/---
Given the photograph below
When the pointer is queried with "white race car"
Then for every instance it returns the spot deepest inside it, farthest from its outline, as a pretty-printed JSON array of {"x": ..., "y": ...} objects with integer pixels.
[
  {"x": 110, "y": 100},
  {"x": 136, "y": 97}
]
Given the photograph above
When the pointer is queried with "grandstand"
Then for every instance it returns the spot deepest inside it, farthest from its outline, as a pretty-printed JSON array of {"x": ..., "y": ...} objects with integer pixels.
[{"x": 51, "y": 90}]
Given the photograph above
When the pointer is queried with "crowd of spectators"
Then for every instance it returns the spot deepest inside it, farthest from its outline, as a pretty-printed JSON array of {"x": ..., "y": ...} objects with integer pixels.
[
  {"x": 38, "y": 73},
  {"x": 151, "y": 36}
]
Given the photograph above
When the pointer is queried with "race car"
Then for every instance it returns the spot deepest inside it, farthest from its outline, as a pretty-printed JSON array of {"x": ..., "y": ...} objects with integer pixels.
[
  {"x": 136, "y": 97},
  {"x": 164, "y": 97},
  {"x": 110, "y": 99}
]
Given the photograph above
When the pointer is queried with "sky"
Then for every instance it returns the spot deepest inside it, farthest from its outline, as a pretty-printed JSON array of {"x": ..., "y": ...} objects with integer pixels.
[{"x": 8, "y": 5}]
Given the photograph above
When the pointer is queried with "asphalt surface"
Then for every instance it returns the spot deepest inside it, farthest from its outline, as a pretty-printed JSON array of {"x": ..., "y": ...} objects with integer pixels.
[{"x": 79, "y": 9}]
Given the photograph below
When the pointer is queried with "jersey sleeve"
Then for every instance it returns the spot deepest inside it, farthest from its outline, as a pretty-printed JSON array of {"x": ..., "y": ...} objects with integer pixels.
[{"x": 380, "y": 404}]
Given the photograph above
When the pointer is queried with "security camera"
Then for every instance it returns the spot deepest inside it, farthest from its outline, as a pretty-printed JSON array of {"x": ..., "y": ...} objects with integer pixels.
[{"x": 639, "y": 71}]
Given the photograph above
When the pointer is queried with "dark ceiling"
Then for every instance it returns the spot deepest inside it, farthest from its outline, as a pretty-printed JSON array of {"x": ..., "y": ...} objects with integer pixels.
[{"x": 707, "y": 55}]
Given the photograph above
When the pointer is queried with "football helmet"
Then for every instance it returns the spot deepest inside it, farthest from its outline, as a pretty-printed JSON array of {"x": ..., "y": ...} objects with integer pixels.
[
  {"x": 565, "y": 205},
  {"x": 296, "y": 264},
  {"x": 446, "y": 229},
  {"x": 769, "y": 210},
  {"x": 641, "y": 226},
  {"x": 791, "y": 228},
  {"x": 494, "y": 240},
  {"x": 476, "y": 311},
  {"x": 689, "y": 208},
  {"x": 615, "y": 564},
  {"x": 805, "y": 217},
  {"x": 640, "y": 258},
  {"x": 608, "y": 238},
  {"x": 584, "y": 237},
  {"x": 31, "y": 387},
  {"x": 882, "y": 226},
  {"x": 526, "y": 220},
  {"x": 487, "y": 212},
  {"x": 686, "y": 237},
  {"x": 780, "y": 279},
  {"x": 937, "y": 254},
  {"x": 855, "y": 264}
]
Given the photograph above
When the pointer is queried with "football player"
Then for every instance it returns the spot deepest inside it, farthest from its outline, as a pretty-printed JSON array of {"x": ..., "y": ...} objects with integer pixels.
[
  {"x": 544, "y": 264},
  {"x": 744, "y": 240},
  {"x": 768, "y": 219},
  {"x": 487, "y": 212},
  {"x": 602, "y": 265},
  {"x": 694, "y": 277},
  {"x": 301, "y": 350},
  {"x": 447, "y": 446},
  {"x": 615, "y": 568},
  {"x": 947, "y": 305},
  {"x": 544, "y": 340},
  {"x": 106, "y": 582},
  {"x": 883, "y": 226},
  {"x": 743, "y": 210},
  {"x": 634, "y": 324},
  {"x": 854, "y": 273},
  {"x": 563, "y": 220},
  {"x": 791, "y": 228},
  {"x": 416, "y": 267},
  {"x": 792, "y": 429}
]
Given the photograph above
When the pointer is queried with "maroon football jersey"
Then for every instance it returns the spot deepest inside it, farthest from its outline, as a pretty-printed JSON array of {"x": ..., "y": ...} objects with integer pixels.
\---
What is being asked:
Return every line of the rows above that contains the string "pointer". Case counts.

Exercise result:
When the pointer is queried with "white race car"
When the pointer is queried with "grandstand"
When the pointer is queried with "crowd of spectators"
When the pointer is queried with "race car"
When the pointer is queried with "sky"
When the pointer is queried with "asphalt surface"
When the pointer is queried with "jersey sleeve"
When the pointer is queried with "security camera"
When the pointer is queried with "dark ceiling"
When the pointer is queried with "football helmet"
When the pointer is queried with "football player"
When the pointer is queried with "maroon football jersey"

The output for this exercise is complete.